» **Do this**:
Copy out every one of the items below word for word, with nothing added or left out.

» **Data section**:
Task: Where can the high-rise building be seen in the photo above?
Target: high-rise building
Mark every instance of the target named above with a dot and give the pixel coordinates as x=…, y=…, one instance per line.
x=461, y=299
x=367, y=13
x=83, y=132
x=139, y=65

» **Correct output**:
Task: Where can the high-rise building be seen in the photo above?
Target: high-rise building
Mark every instance of the target named above with a dot and give the pixel coordinates as x=…, y=…, one instance per line.
x=461, y=299
x=367, y=13
x=83, y=132
x=139, y=65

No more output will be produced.